=== WRITTEN TASK ===
Can you give the lines of every record below as a numbered list, with blank lines and pictures left out?

=== EXTRACTED MATERIAL ===
━━━━━━━━

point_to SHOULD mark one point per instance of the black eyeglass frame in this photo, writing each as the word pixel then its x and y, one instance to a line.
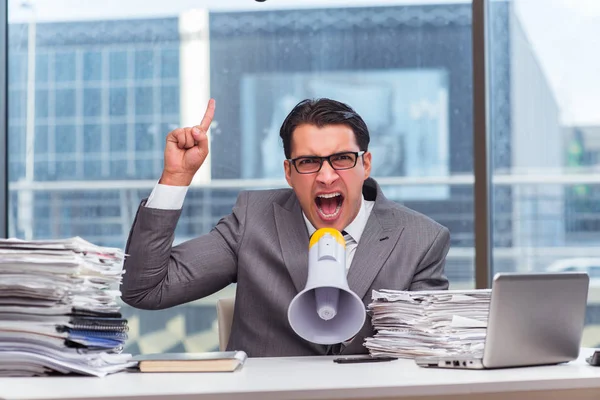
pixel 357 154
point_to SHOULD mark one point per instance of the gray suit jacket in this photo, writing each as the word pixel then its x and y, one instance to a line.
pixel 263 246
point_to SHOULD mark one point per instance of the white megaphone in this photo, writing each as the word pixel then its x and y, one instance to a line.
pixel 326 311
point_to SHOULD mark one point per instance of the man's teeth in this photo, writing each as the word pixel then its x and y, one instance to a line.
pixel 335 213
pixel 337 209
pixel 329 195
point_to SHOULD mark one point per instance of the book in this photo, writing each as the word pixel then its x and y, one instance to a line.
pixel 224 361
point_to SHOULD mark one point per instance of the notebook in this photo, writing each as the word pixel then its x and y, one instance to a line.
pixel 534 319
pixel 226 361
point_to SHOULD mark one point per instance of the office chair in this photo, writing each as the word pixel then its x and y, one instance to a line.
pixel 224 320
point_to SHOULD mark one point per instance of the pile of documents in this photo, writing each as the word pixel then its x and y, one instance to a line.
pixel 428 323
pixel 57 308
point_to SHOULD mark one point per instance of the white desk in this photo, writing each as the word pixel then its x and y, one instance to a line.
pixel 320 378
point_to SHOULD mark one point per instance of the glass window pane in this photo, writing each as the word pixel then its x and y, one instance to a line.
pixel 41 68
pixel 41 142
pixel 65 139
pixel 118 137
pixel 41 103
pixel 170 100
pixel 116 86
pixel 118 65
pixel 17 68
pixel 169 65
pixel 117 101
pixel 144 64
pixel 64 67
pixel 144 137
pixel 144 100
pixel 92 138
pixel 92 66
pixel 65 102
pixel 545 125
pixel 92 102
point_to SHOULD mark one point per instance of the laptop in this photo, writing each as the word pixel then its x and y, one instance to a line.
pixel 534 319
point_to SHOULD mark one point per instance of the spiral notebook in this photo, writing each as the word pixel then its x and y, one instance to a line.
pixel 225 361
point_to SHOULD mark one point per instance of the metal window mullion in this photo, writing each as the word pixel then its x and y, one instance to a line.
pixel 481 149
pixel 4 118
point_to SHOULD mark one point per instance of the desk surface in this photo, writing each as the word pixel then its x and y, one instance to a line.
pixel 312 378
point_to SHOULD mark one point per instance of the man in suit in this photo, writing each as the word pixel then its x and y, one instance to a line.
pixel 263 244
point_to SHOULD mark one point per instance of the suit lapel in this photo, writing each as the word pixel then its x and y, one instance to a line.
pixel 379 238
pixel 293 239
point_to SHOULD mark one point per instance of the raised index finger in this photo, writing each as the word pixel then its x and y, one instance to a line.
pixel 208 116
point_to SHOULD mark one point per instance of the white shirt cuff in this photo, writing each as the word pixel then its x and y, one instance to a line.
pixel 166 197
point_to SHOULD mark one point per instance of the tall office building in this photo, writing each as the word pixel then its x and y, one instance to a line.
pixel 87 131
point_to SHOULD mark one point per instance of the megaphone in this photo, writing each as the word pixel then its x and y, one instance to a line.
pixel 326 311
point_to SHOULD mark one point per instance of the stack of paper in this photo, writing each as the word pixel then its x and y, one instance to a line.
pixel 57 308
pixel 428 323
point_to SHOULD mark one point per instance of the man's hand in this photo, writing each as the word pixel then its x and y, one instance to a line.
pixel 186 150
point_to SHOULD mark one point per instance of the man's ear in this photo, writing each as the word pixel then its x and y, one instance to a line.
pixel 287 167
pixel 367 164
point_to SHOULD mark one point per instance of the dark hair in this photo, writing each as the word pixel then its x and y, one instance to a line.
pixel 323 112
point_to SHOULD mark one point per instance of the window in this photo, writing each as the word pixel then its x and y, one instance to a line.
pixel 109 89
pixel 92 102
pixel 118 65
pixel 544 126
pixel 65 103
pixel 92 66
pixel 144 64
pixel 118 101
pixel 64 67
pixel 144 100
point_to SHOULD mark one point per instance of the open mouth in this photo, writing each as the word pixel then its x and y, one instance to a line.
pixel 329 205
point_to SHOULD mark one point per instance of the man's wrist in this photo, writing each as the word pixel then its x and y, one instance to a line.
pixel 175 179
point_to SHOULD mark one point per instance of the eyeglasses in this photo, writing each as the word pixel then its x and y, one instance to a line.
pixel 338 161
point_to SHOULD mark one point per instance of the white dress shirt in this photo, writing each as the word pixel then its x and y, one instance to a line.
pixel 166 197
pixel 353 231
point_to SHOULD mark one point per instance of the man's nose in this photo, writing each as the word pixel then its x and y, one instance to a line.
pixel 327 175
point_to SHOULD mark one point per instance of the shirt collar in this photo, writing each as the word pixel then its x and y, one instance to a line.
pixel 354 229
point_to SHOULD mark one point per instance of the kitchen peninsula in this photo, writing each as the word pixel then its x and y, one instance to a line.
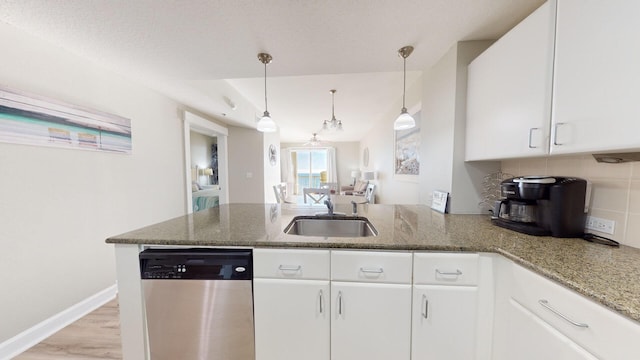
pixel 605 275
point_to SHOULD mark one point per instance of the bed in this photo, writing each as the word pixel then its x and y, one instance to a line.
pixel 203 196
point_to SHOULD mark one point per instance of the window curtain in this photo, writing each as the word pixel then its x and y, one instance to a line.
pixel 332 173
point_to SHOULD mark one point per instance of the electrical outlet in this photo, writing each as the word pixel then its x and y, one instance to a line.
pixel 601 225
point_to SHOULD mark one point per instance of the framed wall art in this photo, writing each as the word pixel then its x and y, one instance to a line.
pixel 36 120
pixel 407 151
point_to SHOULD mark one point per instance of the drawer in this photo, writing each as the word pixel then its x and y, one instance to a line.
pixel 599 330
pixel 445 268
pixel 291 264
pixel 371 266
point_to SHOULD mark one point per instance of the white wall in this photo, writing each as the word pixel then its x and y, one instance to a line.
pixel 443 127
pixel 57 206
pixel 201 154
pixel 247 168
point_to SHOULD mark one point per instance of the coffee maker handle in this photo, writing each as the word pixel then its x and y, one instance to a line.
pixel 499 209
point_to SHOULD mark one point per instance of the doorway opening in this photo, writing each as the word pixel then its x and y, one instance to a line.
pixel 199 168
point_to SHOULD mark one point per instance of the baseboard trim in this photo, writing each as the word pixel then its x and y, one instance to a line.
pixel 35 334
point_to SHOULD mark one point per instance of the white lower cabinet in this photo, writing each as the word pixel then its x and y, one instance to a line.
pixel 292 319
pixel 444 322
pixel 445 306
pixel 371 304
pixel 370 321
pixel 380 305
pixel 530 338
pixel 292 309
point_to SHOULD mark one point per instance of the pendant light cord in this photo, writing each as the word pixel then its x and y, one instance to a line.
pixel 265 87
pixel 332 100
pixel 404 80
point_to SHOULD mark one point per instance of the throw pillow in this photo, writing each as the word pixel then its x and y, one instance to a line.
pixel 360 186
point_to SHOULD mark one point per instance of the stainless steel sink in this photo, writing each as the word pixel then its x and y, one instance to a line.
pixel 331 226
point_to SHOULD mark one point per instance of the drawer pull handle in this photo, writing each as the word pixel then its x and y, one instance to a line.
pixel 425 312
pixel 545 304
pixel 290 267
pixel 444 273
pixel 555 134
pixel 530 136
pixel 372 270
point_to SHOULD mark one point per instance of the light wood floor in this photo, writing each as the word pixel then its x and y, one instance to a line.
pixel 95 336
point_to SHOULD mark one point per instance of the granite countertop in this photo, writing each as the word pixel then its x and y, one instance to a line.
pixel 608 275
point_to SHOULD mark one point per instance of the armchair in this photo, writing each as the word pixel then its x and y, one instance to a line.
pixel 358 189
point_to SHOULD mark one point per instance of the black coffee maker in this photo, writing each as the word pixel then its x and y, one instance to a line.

━━━━━━━━

=== TASK RESPONSE ===
1. point_to SHOULD mark one point per instance of the black eyeglass frame in this photo, writing each as the word pixel then its x and y, one instance to a line.
2. pixel 357 154
3. point_to SHOULD mark one point per instance of the gray suit jacket in this photo, writing each as the word pixel then its x and y, one instance to a line.
4. pixel 263 246
5. point_to SHOULD mark one point per instance of the white megaphone in this photo, writing each as the word pixel then its x and y, one instance to a line.
6. pixel 326 311
7. point_to SHOULD mark one point per instance of the man's teeth in this photo, writing each as the word pixel then its x and y, one instance to a line.
8. pixel 335 213
9. pixel 337 209
10. pixel 329 195
11. point_to SHOULD mark one point per instance of the book in this photo, writing each as the word pixel then its x and y, one instance to a line.
12. pixel 224 361
13. point_to SHOULD mark one point per instance of the notebook in this photo, writing each as the word pixel then its x and y, one instance to a line.
14. pixel 534 319
15. pixel 226 361
16. point_to SHOULD mark one point per instance of the office chair in this photo, writing each as the word pixel then its x and y, one instance to a line.
17. pixel 224 320
18. point_to SHOULD mark one point per instance of the pile of documents in this photo, writing each as the word pixel then its x and y, one instance to a line.
19. pixel 428 323
20. pixel 57 308
21. point_to SHOULD mark one point per instance of the white desk in this photo, writing each as the word pixel then its x and y, one instance to a line.
22. pixel 320 378
23. point_to SHOULD mark one point per instance of the glass window pane in this photo, writing each as the word pixel then its x and y, one instance to a line.
24. pixel 41 68
25. pixel 41 142
26. pixel 65 139
27. pixel 118 137
28. pixel 41 103
29. pixel 170 100
30. pixel 116 86
31. pixel 118 65
32. pixel 17 68
33. pixel 169 65
34. pixel 117 101
35. pixel 144 64
36. pixel 64 67
37. pixel 144 137
38. pixel 144 100
39. pixel 92 138
40. pixel 92 66
41. pixel 65 102
42. pixel 545 125
43. pixel 92 102
44. point_to SHOULD mark one point per instance of the laptop in this photo, writing each as the word pixel then its x and y, one instance to a line.
45. pixel 534 319
46. point_to SHOULD mark one point per instance of the spiral notebook in this photo, writing each as the word pixel then its x and y, one instance to a line.
47. pixel 225 361
48. point_to SHOULD mark one point per instance of the metal window mullion in this photo, writing each as the word pixel then its x and y, one instance to a line.
49. pixel 481 149
50. pixel 4 118
51. point_to SHOULD mark one point per instance of the desk surface in this photo, writing each as the word pixel then its x and y, one instance to a line.
52. pixel 312 378
53. point_to SHOULD mark one point per instance of the man in suit in this photo, writing each as the word pixel then its x and y, one instance to a line.
54. pixel 263 244
55. point_to SHOULD mark one point per instance of the suit lapel in this photo, writing each as the word pixel then its x and y, one instance to a line.
56. pixel 379 238
57. pixel 293 239
58. point_to SHOULD mark one point per instance of the raised index finger in this photo, writing each as the word pixel then its x and y, one instance to a line.
59. pixel 208 116
60. point_to SHOULD mark one point per instance of the white shirt cuff in this photo, writing each as the word pixel then its x and y, one instance to a line.
61. pixel 166 197
62. point_to SHOULD mark one point per instance of the tall office building in this photo, writing each as the word pixel then its x and y, one instance to a line.
63. pixel 87 131
64. point_to SHOULD mark one point per instance of the megaphone in this photo, writing each as the word pixel then its x and y, one instance to a line.
65. pixel 326 311
66. point_to SHOULD mark one point per instance of the stack of paper in this photo, writing each as the word pixel then its x and y, one instance to a line.
67. pixel 57 308
68. pixel 428 323
69. point_to SHOULD mark one point per instance of the man's hand in this photo, writing each as the word pixel then its x and y, one instance to a line.
70. pixel 186 150
71. point_to SHOULD mark one point per instance of the man's ear in this photo, writing each as the word pixel then its x and y, one instance to a line.
72. pixel 287 167
73. pixel 367 164
74. point_to SHOULD mark one point per instance of the dark hair in this photo, writing each as the word pixel then its x and y, one instance to a line.
75. pixel 323 112
76. point_to SHOULD mark one point per instance of the window in this photo, writing each as the word pixel then its x and y, one instance to a line.
77. pixel 109 89
78. pixel 92 102
79. pixel 118 65
80. pixel 544 126
81. pixel 65 103
82. pixel 92 66
83. pixel 144 64
84. pixel 118 101
85. pixel 64 67
86. pixel 144 100
87. point_to SHOULD mark one point per instance of the open mouth in this photo, writing each as the word pixel then its x and y, one instance to a line.
88. pixel 329 205
89. point_to SHOULD mark one point per instance of the man's wrist in this photo, writing each as the word pixel then its x and y, one instance to a line.
90. pixel 175 179
91. point_to SHOULD mark one point per instance of the eyeglasses in this photo, writing each as the word pixel then its x and y, one instance to a line.
92. pixel 338 161
93. point_to SHOULD mark one point per instance of the white dress shirt in this photo, writing each as the word pixel then its x and y, one instance to a line.
94. pixel 166 197
95. pixel 353 231
96. point_to SHOULD mark one point per instance of the man's nose in this photo, writing each as the word pixel then its x and y, one instance to a line.
97. pixel 327 175
98. point_to SHOULD mark one point per instance of the shirt collar in this photo, writing each as the word pixel then its x and y, one instance to a line.
99. pixel 354 229
100. point_to SHOULD mark one point per instance of the kitchen peninsula in this photo, writing each as the word pixel then its x and y, one instance to a line.
101. pixel 605 275
102. point_to SHOULD mark one point per instance of the bed in this photo, writing each as the word pixel then its x and y, one instance to a line.
103. pixel 203 196
104. point_to SHOULD mark one point per instance of the window curtain in this photo, writing each as the word pixel then its x and y, one instance to a line.
105. pixel 332 173
106. point_to SHOULD mark one point per instance of the electrical outlet in this photo, writing each as the word pixel then its x and y, one instance to a line.
107. pixel 601 225
108. point_to SHOULD mark one point per instance of the framed wall art in this photo, writing each as the word pixel then its x and y, one instance to a line.
109. pixel 36 120
110. pixel 407 151
111. point_to SHOULD mark one point per instance of the drawer in this photo, writing each as the word pixel then its x and y, one instance to a line.
112. pixel 599 330
113. pixel 445 268
114. pixel 291 264
115. pixel 371 266
116. point_to SHOULD mark one point per instance of the white wall in this photo, writing each as the word pixel then its x and y, one instance to a line.
117. pixel 443 127
118. pixel 57 206
119. pixel 201 154
120. pixel 247 168
121. point_to SHOULD mark one point per instance of the coffee maker handle in this photo, writing each as the word pixel then its x and y, one instance to a line.
122. pixel 499 209
123. point_to SHOULD mark one point per instance of the doorway opening in this photo, writing each as the word pixel then its x and y, one instance to a line.
124. pixel 199 168
125. point_to SHOULD mark one point per instance of the baseboard trim in this photo, writing each as the word pixel then its x and y, one instance to a line.
126. pixel 35 334
127. point_to SHOULD mark one point per instance of the white lower cabinet in this photo, writing each as the word pixel then its x and y, one instance to a line.
128. pixel 292 319
129. pixel 444 322
130. pixel 445 306
131. pixel 371 304
132. pixel 370 321
133. pixel 380 305
134. pixel 530 338
135. pixel 292 309
136. point_to SHOULD mark one point per instance of the pendant light cord in this photo, writing each as the word pixel then its x and y, one instance to a line.
137. pixel 265 87
138. pixel 332 100
139. pixel 404 80
140. point_to SHOULD mark one point per instance of the throw pillow in this photo, writing each as the word pixel then its x and y, one instance to a line.
141. pixel 360 186
142. point_to SHOULD mark one point per instance of the stainless steel sink in this photo, writing each as the word pixel then its x and y, one instance to a line.
143. pixel 331 226
144. point_to SHOULD mark one point per instance of the drawer pull handle in this photo, writing each as the word pixel then its x and y, one instance to a line.
145. pixel 425 312
146. pixel 545 304
147. pixel 290 267
148. pixel 444 273
149. pixel 555 134
150. pixel 530 136
151. pixel 372 270
152. point_to SHOULD mark one point per instance of the light wood floor in this photo, writing each as the word pixel then its x and y, one instance to a line.
153. pixel 95 336
154. point_to SHOULD mark one point per instance of the granite countertop in this photo, writing each as the word pixel then its x and y, one instance to a line.
155. pixel 608 275
156. point_to SHOULD mark one point per instance of the armchair in this photo, writing each as the word pixel then its x and y, one instance to a line.
157. pixel 358 189
158. point_to SHOULD mark one point per instance of the black coffee maker in this photo, writing each as the word pixel then its x and y, one instance to a line.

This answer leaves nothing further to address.